··· DATA ROWS ···

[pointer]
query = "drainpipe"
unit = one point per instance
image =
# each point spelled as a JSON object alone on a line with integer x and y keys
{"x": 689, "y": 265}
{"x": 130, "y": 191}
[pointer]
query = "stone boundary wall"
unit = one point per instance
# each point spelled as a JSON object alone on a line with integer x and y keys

···

**WHAT YOU HAVE TO DO:** Transcribe every entry above line for line, changing no character.

**EXERCISE OUTPUT:**
[pointer]
query = "drainpipe"
unit = one point per instance
image =
# each point spelled as a JSON object alone on a line with integer x and y keys
{"x": 689, "y": 265}
{"x": 130, "y": 191}
[pointer]
query = "stone boundary wall"
unit = one point per instance
# each point spelled as a JSON object alone on a line with integer x and y keys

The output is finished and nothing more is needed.